• CHALLENGES:
a. In the Redfish exporter issue thread, which BIOS version did the servers that stopped showing the error get updated to?
b. Continue the Redfish exporter issue thread from its final line.

Is that helpful? I'm happy to post more, please explain in detail what you might need

jenningsloy318 commented 9 months ago

not exactly, you error message

* [from Gatherer #2] collected metric "redfish_system_pcie_function_state" { label:<name:"hostname" value:"" > label:<name:"pci_function_deviceclass" value:"UnclassifiedDevice" > label:<name:"pci_function_type" value:"Physical" > label:<name:"pcie_function_id" value:"0-0-0" > label:<name:"pcie_function_name" value:"PERC H730 Mini" > label:<name:"resource" value:"pcie_function" > gauge:<value:1 > } was collected before with the same name and label values
* [from Gatherer #2] collected metric "redfish_system_pcie_function_health_state" { label:<name:"hostname" value:"" > label:<name:"pci_function_deviceclass" value:"UnclassifiedDevice" > label:<name:"pci_function_type" value:"Physical" > label:<name:"pcie_function_id" value:"0-0-0" > label:<name:"pcie_function_name" value:"PERC H730 Mini" > label:<name:"resource" value:"pcie_function" > gauge:<value:1 > } was collected before with the same name and label values

which means that there must be some extra attribute to distinguish these metrics, so please help upload all api responses that match the errors exactly.

from you single pciefunction response, I can't differentiate which label I can add for it .

fschlich commented 9 months ago

ok, so three weeks ago I was confused, because what I was seeing didn't match my memories and I had a hard time reproducing the original issue. Today I took some more time and a systematic approach, and I am now certain that some servers which displayed this issue no longer do. On those servers, we have done firmware updates, among other things updating the "PowerEdge Server BIOS" from version 2.15 to 2.17.

On several boxes that still have a 2.15 or 2.13 BIOS and display the error, the output of /redfish/v1/Systems/System.Embedded.1 actually looks different to what I wrote three weeks ago: As you can see below, the PCIeFunction/0-0-0 is listed twice, and I guess that's the reason the exporter is scraping it twice, and unsurprisingly finds the same data twice.

Given that this is fixed in current firmware versions, I'm not sure if you want to change the exporter to guard against duplicate IDs, or just write it off as Dell's problem and close this issue?

$ curl https://..../redfish/v1/Systems/System.Embedded.1' | jq
...

• SOURCE EXCERPT:
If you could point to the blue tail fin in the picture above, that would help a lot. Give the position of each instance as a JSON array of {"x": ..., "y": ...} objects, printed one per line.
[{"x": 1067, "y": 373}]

• TASK RESULTS:
a. Version 2.17 of the PowerEdge Server BIOS, up from 2.15.

b.
  "PCIeFunctions": [
    {
      "@odata.id": "/redfish/v1/Systems/System.Embedded.1/PCIeFunction/10-0-0"
    },
    {
      "@odata.id": "/redfish/v1/Systems/System.Embedded.1/PCIeFunction/0-0-0"                      <==
    },
    {
      "@odata.id": "/redfish/v1/Systems/System.Embedded.1/PCIeFunction/0-23-4"
    },
    {
      "@odata.id": "/redfish/v1/Systems/System.Embedded.1/PCIeFunction/0-29-0"
    },
    {
      "@odata.id": "/redfish/v1/Systems/System.Embedded.1/PCIeFunction/0-31-0"
    },
    {
      "@odata.id": "/redfish/v1/Systems/System.Embedded.1/PCIeFunction/0-0-0"                     <==
    },
    {
      "@odata.id": "/redfish/v1/Systems/System.Embedded.1/PCIeFunction/1-0-0"
    },
    {
      "@odata.id": "/redfish/v1/Systems/System.Embedded.1/PCIeFunction/1-0-1"
    },
    {
      "@odata.id": "/redfish/v1/Systems/System.Embedded.1/PCIeFunction/1-0-2"
    },
    {
      "@odata.id": "/redfish/v1/Systems/System.Embedded.1/PCIeFunction/1-0-3"
    },
    {
      "@odata.id": "/redfish/v1/Systems/System.Embedded.1/PCIeFunction/0-26-0"
    },
    {
      "@odata.id": "/redfish/v1/Systems/System.Embedded.1/PCIeFunction/0-49-2"
    },
    {
      "@odata.id": "/redfish/v1/Systems/System.Embedded.1/PCIeFunction/0-2-0"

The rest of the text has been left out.